Stored data
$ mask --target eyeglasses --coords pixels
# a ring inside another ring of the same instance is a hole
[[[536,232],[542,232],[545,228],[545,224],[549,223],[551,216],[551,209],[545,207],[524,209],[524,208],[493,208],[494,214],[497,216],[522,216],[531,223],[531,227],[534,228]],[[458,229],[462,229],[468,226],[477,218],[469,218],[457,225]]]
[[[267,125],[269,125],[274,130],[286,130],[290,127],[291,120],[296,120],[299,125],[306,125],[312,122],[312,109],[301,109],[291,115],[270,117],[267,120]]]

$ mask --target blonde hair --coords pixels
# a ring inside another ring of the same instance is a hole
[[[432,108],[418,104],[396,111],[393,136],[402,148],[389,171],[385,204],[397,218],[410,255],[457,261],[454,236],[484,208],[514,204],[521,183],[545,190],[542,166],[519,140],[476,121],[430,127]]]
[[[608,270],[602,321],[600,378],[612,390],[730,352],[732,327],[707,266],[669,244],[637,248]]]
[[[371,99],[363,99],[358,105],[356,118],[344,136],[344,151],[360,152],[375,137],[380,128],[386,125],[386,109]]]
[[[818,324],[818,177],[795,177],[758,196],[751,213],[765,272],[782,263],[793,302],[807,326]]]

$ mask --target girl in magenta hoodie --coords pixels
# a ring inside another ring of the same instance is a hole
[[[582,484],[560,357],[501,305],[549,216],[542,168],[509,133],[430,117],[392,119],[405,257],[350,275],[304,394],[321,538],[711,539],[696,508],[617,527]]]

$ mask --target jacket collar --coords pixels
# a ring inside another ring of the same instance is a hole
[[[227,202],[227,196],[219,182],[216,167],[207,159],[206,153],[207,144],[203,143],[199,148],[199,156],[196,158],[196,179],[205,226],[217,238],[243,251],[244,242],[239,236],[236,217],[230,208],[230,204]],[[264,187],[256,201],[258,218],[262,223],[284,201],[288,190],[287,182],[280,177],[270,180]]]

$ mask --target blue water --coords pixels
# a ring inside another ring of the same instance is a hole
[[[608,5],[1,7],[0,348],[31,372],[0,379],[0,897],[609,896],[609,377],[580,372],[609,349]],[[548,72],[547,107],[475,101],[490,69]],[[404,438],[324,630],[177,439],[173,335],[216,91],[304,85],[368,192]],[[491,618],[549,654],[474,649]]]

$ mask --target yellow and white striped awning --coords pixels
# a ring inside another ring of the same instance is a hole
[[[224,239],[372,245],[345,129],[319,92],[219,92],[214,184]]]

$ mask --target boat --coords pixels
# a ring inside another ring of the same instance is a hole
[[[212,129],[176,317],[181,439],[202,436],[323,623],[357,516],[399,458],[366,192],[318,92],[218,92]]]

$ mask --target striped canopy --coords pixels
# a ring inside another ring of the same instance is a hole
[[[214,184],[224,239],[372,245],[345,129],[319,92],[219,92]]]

...

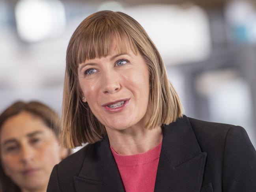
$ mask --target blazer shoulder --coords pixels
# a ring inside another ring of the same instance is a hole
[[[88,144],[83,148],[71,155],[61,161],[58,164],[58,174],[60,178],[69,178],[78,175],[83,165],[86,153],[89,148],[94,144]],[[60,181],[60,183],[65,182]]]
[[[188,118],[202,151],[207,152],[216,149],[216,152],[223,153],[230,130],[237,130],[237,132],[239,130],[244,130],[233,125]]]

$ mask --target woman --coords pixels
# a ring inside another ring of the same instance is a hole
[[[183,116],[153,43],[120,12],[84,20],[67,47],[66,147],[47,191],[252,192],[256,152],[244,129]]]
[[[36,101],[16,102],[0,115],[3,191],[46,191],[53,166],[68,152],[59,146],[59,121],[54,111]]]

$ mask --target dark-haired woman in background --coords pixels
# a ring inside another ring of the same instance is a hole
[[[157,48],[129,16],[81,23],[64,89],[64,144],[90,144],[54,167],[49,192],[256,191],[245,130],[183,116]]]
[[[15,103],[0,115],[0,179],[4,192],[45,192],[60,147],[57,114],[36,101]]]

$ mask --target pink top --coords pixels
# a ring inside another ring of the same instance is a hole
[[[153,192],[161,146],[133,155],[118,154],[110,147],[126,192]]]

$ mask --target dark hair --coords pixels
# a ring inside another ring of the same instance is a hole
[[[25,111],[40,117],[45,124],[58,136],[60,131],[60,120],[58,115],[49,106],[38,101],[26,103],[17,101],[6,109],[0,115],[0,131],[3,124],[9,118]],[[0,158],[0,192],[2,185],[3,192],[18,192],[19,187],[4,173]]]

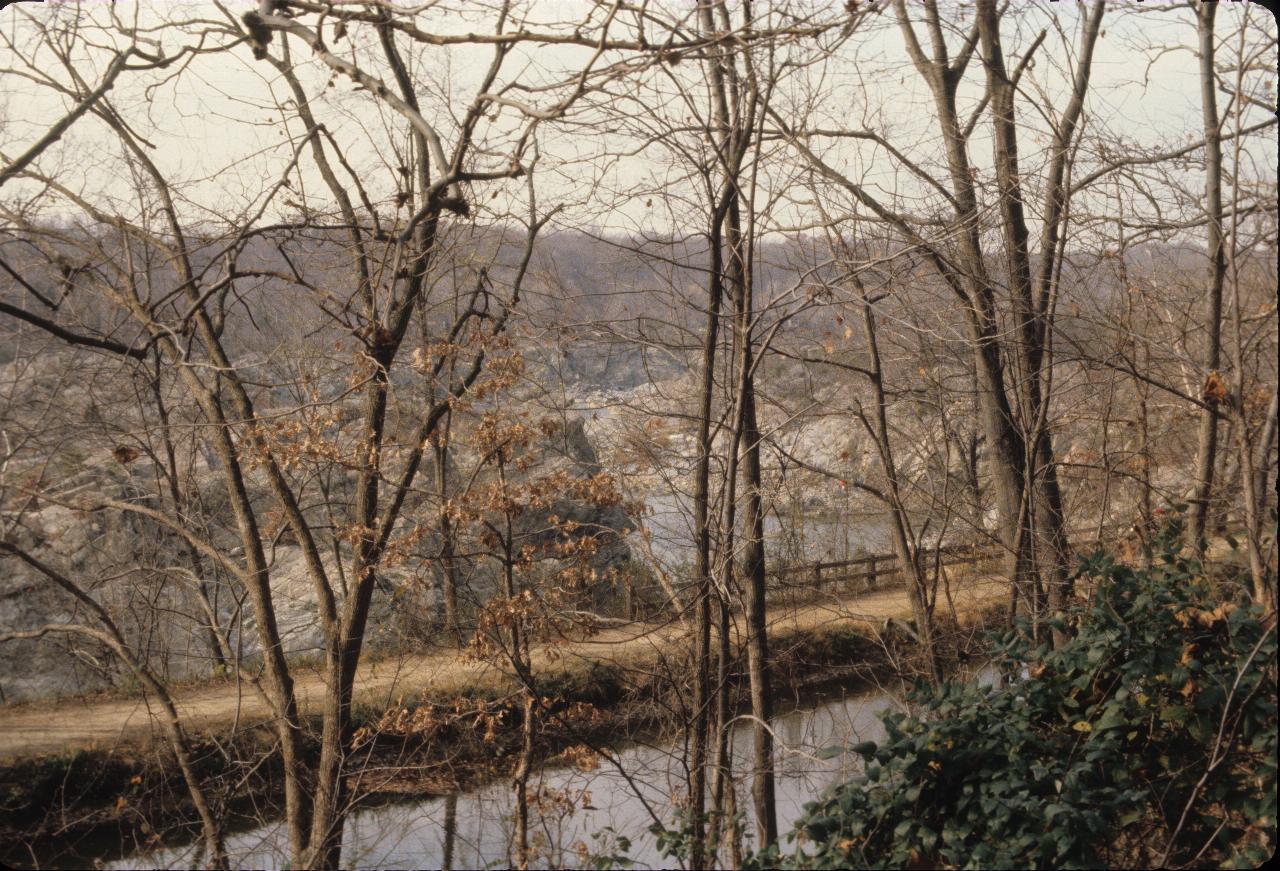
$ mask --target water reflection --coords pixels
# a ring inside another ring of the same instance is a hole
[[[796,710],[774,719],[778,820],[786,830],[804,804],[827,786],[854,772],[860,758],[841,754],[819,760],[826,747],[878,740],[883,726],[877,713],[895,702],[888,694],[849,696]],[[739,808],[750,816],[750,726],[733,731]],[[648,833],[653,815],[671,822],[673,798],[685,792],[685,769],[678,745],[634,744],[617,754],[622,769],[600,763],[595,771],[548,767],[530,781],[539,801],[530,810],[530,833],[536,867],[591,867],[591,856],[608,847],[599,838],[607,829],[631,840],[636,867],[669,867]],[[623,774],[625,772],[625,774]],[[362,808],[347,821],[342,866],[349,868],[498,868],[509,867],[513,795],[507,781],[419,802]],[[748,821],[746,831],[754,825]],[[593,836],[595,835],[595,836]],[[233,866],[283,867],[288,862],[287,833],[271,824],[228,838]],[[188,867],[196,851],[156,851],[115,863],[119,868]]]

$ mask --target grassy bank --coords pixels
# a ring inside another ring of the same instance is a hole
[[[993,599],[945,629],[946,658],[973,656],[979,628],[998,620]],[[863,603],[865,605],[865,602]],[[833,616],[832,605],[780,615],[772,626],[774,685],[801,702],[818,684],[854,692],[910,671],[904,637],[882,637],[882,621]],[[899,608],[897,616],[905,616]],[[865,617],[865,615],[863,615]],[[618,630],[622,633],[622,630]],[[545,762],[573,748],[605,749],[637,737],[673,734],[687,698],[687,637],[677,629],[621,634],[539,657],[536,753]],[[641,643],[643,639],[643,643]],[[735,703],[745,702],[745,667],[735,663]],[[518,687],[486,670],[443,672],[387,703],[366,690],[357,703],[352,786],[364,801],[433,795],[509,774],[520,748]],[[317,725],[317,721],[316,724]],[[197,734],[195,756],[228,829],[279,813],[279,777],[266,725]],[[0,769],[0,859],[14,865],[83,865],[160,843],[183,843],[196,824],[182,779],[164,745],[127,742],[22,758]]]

# TO DO:
Which lines in the records contain the string "dark"? Report each of those lines in full.

# RESULT:
$ mask --target dark-haired woman in background --coords pixels
$ mask --target dark hair --coords pixels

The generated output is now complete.